• _EXERCISE REQUIREMENTS_: Return all the data, word for word.

· · ·

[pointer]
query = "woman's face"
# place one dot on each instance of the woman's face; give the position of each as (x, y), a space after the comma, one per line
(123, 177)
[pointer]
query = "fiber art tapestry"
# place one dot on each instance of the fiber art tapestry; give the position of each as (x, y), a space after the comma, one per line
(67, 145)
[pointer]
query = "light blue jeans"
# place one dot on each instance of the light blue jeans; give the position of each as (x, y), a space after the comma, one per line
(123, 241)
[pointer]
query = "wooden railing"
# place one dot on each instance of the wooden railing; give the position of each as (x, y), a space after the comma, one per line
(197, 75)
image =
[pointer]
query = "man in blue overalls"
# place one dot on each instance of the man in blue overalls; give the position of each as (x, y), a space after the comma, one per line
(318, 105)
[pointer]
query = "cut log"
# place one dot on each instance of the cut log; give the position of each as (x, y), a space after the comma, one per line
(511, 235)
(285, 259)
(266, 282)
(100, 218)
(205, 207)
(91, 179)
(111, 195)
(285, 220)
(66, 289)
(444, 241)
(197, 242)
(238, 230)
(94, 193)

· · ·

• _IN RESPONSE_:
[pointer]
query = "woman's face"
# place one dot on each instance of the woman's face; give the position of each as (x, y), a space after the comma, one per line
(123, 177)
[pointer]
query = "fiber art tapestry"
# place one dot on each instance of the fiber art tapestry; give the position of each as (x, y), a space after the comma, one per line
(67, 145)
[pointer]
query = "light blue jeans"
# place one dot on each instance of the light blue jeans; give the position of each as (x, y), a space after the comma, one per line
(123, 241)
[pointer]
query = "wooden railing"
# place one dot on each instance of the wooden railing; give the position of each as (x, y), a space after the comma, one per line
(197, 75)
image =
[pointer]
query = "man in blue overalls"
# place one dot on each instance of the man in blue overalls; give the position of each as (x, y), a space after the comma, one per line
(318, 105)
[pointer]
query = "cut log"
# place one dot on each instance of the cut log; give the position of each as (x, y), a space after the comma, one per line
(511, 235)
(285, 259)
(266, 282)
(100, 218)
(205, 207)
(91, 179)
(111, 195)
(285, 220)
(66, 289)
(444, 241)
(197, 242)
(238, 230)
(94, 193)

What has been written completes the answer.